Extracted records:
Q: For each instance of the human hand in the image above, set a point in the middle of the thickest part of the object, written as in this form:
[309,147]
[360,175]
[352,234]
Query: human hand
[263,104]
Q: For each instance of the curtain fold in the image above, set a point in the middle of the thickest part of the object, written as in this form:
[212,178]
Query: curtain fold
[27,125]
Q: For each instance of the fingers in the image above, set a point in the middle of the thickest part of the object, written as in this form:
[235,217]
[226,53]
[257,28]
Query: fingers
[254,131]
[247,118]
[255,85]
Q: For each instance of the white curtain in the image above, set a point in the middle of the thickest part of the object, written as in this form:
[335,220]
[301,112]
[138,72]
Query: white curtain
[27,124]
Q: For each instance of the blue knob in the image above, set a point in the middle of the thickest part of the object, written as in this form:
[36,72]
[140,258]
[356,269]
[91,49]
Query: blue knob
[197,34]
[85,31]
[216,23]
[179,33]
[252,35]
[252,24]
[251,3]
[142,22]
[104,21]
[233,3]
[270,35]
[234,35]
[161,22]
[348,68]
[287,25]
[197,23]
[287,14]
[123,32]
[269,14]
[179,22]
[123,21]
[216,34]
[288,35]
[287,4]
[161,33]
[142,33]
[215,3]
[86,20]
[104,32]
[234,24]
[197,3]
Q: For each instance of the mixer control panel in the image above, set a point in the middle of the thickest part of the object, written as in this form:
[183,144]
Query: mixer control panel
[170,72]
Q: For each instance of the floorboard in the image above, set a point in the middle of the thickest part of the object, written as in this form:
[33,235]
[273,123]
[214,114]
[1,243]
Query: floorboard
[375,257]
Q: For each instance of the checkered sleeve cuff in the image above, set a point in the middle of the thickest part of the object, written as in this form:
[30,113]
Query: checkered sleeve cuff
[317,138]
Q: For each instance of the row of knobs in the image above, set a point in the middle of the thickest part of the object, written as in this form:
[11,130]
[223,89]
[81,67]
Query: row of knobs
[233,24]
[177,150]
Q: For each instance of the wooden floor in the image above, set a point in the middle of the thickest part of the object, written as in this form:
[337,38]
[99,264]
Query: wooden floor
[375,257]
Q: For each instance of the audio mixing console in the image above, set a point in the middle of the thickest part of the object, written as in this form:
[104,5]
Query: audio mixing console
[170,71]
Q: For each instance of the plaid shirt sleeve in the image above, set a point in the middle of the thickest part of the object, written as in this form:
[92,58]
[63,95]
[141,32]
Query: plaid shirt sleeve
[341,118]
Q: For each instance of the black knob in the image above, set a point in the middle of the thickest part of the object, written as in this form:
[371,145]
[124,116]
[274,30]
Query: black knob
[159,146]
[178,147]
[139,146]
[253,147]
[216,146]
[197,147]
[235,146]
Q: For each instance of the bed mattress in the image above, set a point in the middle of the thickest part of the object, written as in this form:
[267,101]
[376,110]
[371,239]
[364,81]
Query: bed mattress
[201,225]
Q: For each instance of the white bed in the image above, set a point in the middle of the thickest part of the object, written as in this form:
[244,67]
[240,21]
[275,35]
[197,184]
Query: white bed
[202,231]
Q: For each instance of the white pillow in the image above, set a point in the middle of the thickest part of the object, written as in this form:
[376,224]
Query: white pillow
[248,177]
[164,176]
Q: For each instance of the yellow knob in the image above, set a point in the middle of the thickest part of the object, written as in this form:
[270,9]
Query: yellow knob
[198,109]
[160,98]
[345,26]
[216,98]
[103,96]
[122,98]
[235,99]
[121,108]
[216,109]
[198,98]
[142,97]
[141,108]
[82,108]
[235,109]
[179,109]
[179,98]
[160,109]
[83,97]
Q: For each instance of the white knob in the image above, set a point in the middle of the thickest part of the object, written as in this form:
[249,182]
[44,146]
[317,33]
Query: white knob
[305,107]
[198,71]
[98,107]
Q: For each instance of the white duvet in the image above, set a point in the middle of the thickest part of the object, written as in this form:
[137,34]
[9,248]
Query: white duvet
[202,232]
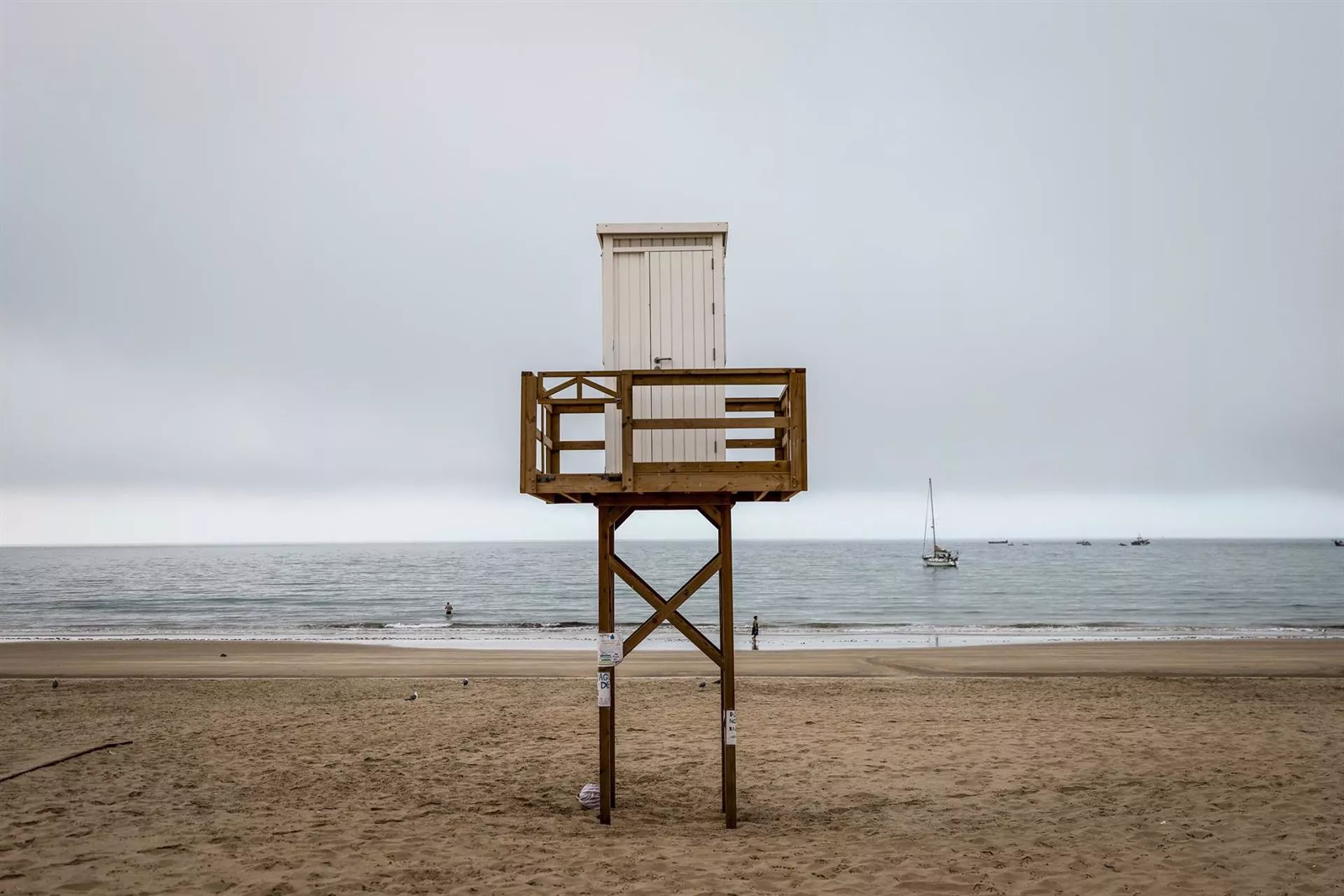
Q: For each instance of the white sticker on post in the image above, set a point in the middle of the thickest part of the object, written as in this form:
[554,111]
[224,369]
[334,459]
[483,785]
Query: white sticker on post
[604,688]
[608,649]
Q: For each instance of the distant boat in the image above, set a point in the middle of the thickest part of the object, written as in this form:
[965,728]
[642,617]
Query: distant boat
[940,556]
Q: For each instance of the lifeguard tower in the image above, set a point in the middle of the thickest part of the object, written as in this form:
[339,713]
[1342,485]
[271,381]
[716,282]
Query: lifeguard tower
[673,440]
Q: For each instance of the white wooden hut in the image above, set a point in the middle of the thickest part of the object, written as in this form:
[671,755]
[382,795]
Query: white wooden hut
[663,309]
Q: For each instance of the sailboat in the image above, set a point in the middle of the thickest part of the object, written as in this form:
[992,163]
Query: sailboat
[940,556]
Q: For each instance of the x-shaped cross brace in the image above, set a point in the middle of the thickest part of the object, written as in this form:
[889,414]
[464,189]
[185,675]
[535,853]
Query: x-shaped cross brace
[667,610]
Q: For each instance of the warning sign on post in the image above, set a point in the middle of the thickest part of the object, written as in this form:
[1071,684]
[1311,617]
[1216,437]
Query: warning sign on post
[608,649]
[604,688]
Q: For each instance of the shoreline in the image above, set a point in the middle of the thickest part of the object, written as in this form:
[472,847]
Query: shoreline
[1280,657]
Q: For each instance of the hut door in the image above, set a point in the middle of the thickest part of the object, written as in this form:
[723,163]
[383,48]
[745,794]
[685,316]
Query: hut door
[682,336]
[668,316]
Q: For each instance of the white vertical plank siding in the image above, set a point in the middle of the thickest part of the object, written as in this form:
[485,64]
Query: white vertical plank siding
[664,304]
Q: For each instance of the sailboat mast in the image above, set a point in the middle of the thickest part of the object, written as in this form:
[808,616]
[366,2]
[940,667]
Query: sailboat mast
[933,516]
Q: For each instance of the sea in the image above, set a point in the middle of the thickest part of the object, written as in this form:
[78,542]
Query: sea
[806,594]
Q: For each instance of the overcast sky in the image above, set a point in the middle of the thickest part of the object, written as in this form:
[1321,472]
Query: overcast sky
[269,272]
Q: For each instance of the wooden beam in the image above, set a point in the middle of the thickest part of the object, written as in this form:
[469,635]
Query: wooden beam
[727,680]
[585,381]
[573,484]
[713,424]
[578,405]
[710,466]
[605,622]
[552,442]
[753,444]
[663,248]
[687,482]
[682,624]
[659,501]
[683,594]
[799,429]
[527,453]
[626,431]
[752,405]
[710,377]
[549,393]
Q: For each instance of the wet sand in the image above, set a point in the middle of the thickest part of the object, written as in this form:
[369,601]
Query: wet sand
[279,659]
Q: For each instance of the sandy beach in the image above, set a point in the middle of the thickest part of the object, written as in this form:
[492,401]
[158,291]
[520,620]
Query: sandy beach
[1202,767]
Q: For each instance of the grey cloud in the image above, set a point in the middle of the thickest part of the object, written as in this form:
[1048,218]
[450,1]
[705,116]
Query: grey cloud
[1057,248]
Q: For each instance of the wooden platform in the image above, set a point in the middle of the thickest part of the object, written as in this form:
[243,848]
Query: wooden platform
[772,419]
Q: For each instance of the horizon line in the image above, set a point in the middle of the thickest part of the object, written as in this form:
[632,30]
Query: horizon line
[394,542]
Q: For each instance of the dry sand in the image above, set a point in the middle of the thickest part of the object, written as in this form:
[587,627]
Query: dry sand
[874,785]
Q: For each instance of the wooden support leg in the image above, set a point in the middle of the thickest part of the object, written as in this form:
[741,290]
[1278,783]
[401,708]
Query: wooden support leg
[605,622]
[727,692]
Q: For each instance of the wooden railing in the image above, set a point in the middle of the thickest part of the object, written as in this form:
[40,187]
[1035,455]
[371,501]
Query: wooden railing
[777,409]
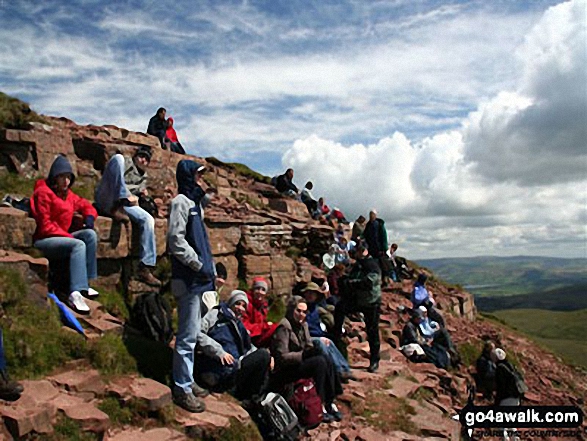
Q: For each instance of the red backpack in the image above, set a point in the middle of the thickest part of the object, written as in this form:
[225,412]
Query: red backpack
[306,403]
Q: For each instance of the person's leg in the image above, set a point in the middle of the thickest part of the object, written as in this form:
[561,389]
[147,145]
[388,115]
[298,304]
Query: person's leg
[372,327]
[90,239]
[62,248]
[252,375]
[112,187]
[146,225]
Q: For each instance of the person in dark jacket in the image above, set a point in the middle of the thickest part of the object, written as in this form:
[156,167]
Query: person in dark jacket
[53,206]
[158,126]
[506,392]
[123,183]
[485,367]
[296,357]
[361,292]
[229,360]
[192,273]
[319,334]
[284,183]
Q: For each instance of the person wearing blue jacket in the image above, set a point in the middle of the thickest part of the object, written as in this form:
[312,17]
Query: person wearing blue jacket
[227,360]
[192,274]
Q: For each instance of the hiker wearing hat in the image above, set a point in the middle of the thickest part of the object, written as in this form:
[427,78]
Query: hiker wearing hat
[192,274]
[361,292]
[255,318]
[229,361]
[53,206]
[123,182]
[318,331]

Exercise instructions: Return the lines from the one containing "Query: person in dark jacket" through the last line of the records. Include both ends and nothing else.

Written reply:
Query: person in dark jacket
[53,206]
[158,126]
[506,392]
[123,183]
[485,367]
[296,357]
[361,292]
[229,360]
[192,273]
[319,334]
[284,183]
Q: For each instance of the person wearing blue jacket in the image above, set a point in the middle of the thickest part of the object, written as in this form:
[312,17]
Query: person wearing blue jacket
[227,360]
[192,274]
Q: For each instance of the hiker wearing hat in the image above, set a point in the middle of the thickest part of the object, written as in this form:
[427,78]
Query: hiker wearing hat
[192,274]
[361,292]
[255,318]
[229,361]
[53,206]
[123,182]
[318,331]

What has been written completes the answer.